* What the task requires
Can you print the data exactly and leave out each image?

(Image point grounding data)
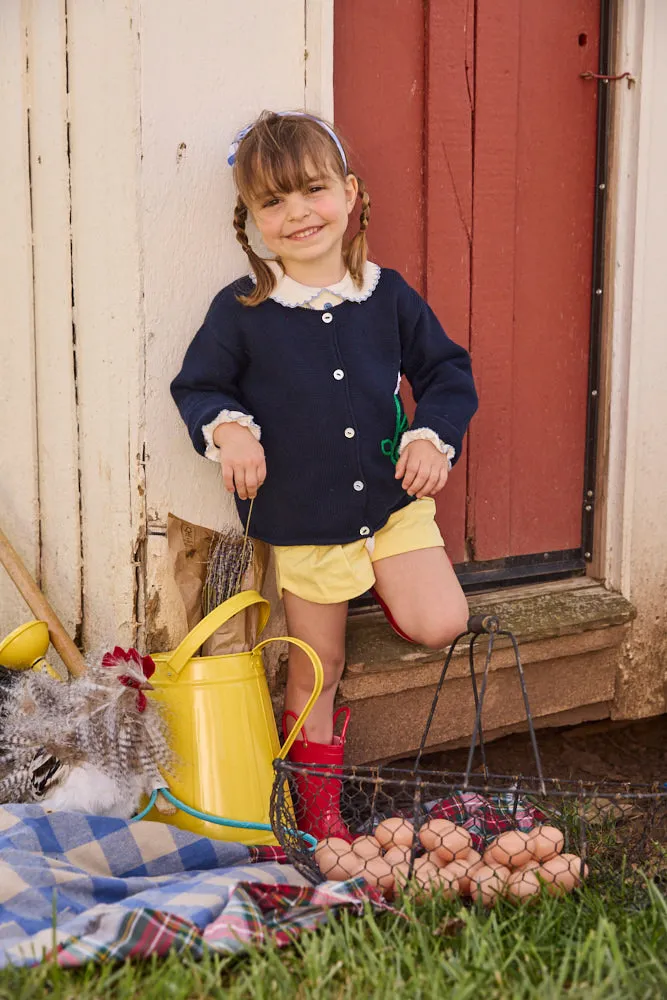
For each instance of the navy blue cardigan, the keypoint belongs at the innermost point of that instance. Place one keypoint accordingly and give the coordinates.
(321, 385)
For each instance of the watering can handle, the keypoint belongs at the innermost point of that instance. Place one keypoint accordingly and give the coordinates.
(317, 686)
(204, 629)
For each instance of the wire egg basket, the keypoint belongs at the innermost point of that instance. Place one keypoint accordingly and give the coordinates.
(470, 833)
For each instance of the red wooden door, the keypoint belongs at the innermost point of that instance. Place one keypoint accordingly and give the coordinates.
(476, 136)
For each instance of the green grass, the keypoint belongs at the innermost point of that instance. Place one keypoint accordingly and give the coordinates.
(586, 946)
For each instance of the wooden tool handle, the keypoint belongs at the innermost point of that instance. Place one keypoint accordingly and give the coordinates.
(40, 607)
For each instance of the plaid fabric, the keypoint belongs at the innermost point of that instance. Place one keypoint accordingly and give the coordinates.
(485, 818)
(95, 888)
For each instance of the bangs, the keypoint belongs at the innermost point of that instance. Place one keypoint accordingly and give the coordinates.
(283, 154)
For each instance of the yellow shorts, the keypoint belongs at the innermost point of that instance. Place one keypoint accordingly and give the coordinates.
(329, 574)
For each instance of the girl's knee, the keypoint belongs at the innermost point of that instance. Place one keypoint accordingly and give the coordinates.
(333, 663)
(438, 631)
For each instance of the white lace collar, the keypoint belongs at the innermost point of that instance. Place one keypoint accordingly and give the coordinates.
(292, 294)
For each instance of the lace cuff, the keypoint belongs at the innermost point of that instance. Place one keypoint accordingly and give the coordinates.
(227, 417)
(426, 434)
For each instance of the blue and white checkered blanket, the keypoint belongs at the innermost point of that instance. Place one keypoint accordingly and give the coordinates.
(80, 888)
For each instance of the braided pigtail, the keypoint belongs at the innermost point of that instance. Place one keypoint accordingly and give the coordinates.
(357, 252)
(265, 280)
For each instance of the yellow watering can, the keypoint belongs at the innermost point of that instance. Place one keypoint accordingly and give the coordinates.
(223, 731)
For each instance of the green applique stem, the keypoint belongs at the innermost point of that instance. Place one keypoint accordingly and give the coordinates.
(390, 445)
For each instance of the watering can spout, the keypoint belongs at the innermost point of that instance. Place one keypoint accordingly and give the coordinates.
(223, 730)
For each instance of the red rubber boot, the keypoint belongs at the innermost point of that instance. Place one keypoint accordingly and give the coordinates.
(317, 796)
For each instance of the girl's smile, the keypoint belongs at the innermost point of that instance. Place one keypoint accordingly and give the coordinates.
(305, 228)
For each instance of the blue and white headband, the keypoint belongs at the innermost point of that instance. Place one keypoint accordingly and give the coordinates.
(233, 149)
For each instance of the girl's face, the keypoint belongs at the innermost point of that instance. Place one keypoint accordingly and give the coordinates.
(307, 227)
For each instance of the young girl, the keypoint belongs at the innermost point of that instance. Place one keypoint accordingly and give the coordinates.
(292, 385)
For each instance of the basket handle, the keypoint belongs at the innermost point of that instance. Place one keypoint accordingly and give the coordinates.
(204, 629)
(317, 686)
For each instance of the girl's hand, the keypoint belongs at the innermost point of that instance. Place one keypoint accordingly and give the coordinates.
(241, 459)
(422, 468)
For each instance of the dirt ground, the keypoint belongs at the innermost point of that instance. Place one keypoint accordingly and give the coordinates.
(619, 751)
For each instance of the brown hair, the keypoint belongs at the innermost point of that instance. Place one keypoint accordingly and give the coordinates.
(272, 156)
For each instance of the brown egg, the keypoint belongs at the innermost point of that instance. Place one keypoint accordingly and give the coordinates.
(471, 859)
(509, 849)
(486, 884)
(545, 842)
(460, 872)
(424, 873)
(337, 864)
(455, 844)
(398, 855)
(502, 871)
(446, 883)
(523, 886)
(530, 867)
(395, 832)
(366, 847)
(379, 874)
(400, 873)
(433, 831)
(558, 874)
(575, 867)
(336, 844)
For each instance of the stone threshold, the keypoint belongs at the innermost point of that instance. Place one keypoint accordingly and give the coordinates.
(570, 635)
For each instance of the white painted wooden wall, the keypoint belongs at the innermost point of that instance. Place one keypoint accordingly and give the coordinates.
(115, 208)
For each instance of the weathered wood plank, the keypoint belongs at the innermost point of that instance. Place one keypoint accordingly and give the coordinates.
(19, 491)
(105, 151)
(54, 347)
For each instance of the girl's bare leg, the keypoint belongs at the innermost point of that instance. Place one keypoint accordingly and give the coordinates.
(323, 627)
(423, 594)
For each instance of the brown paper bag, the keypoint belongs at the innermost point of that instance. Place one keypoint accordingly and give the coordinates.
(190, 548)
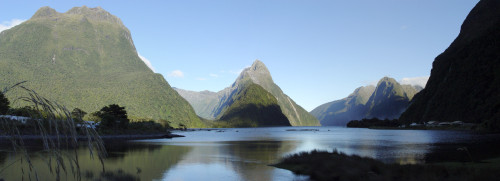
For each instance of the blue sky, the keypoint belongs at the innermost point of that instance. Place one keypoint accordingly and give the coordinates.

* Answer to the problem
For each instance of the navy blue cardigan, the keypoint belongs at the innermost point of that instance. Place one keypoint accordingly and give the coordinates.
(321, 385)
For each instance of the watering can handle, the keypoint belongs at the innermost point of that instance. Place one keypoint accordingly and give the coordinates.
(317, 686)
(204, 629)
For each instance of the wire egg basket, the keypoint belongs at the innermost point of that instance. Place one keypoint accordingly and give the coordinates.
(470, 833)
For each instance of the red wooden door, the keypoint belongs at the innermost point of that instance. Place one keypoint accordingly and give the coordinates.
(476, 136)
For each instance of the green grass, the keypoint belongs at the innermost point of that instance. Place one keypoint accordingly and give the coordinates.
(586, 946)
For each instance of the wooden tool handle, the keypoint belongs at the innermost point of that instance. Place one keypoint accordingly and give the coordinates.
(40, 607)
For each instance of the plaid fabric, the keypoint belongs at the innermost point of that instance. Place one keypoint accordingly and give the coordinates.
(485, 818)
(95, 888)
For each instance of the bangs, the keypoint belongs at the innermost point of that instance. Place one keypoint accordingly and give the coordinates.
(283, 154)
For each instance of the yellow shorts, the keypoint belongs at the innermost point of that instance. Place one keypoint accordingly and give the coordinates.
(329, 574)
For each instance of the girl's knee, the keypoint belongs at the innermost point of that instance. Place one keypoint accordingly and give the coordinates.
(333, 663)
(438, 631)
For each instance of the white lace collar, the keypoint belongs at the innermost point of that instance. Place one keypoint accordingly and give the coordinates.
(292, 294)
For each instance of the lace cuff, the keypoint belongs at the innermost point of that instance. Place one keypoint accordingly and give the coordinates.
(227, 417)
(426, 434)
For each instance of the blue and white checkered blanket, the keypoint belongs at the innermost point of that instance. Place one keypoint accordingly and give the coordinates.
(80, 888)
For each instance of the braided pigtail, the keypoint belongs at the innermost point of that instance. Place one keypoint accordingly and give the coordinates.
(357, 252)
(265, 280)
For each instance of the yellow watering can, the keypoint belongs at the innermost point of that instance. Place one keypoint accordingly and give the coordinates.
(223, 731)
For each instance of the green applique stem, the keypoint belongs at the innermost point of that instance. Place one keypoint accordingly and give the coordinates.
(390, 445)
For each instance of the watering can spout, the keypoint belongs at the innermost point of that instance. Place one keypoint accordingly and give the coordinates.
(223, 730)
For each instance of the red rubber boot, the keypoint belongs at the innermost point of that instance. Place one keypoint accordingly and give the coordinates.
(317, 796)
For each instance of the girl's smile, the keypoint belongs at the innermost point of that instance. Place one keypoint accordingly and give the coordinates.
(305, 228)
For each instance of the blue and white headband, the keypoint belongs at the innermost point of that instance. Place one keypoint accordingly and give the coordinates.
(233, 149)
For each instance of the girl's face, the keypoint belongs at the innermost point of that instance. Place one keypoint accordingly and give the coordinates.
(307, 227)
For each instance of the young girl, the keypoint belongs at the innermost point of that instance. Place one keypoint accordingly and give the coordinates.
(292, 385)
For each instance of the basket handle, the keypoint belongs at the innermost point of that instance. Place one keypoint accordingly and give the coordinates.
(204, 629)
(317, 686)
For each instance of the girl's hand, the keypoint belongs at the innermost point of that instance. Place one keypoint accordingly and give the coordinates.
(241, 459)
(422, 468)
For each instance of the dirt ground, the keypoint belongs at the innermost point of that instance. Place one keypoint accordingly and give the coordinates.
(619, 751)
For each instance of the brown hair, the keypoint belongs at the innermost point of that instance. Place one keypoint accordingly and give the coordinates.
(272, 156)
For each instance of the brown egg, the keypoint belongs at the innermost point of that instance. Place one keypoint accordingly and give the coordinates.
(471, 859)
(509, 849)
(486, 884)
(545, 842)
(460, 872)
(424, 873)
(337, 864)
(455, 844)
(398, 855)
(502, 871)
(446, 883)
(523, 886)
(530, 867)
(395, 832)
(366, 847)
(379, 874)
(400, 873)
(433, 831)
(558, 874)
(575, 867)
(336, 844)
For each instance of the stone threshold, the keypoint belongs at the innermost point of that instance. Place one keypoint accordingly and give the coordinates.
(570, 635)
For each instance of the white painted wooden wall, the keypoint belongs at the innermost point of that instance. Place one keypoint accordingly and give the coordinates.
(115, 208)
For each instance of the weathered wood plank, the keypoint belongs at the innermost point of that instance. Place one keypoint accordingly and give the coordinates.
(19, 491)
(105, 151)
(54, 347)
For each instance of the girl's bare leg, the keypoint belongs at the innermost point of that instance. Place one keypoint accordingly and give the coordinates.
(323, 627)
(423, 594)
For each instance of the brown paper bag, the keypoint belongs at the innermost point of that instance. Place one keypoint accordingly and give the coordinates.
(190, 548)
For each instance of the blue sky, the keypoint belongs at the innermost point of that instance. Place one keypoint accordingly and give the coordinates.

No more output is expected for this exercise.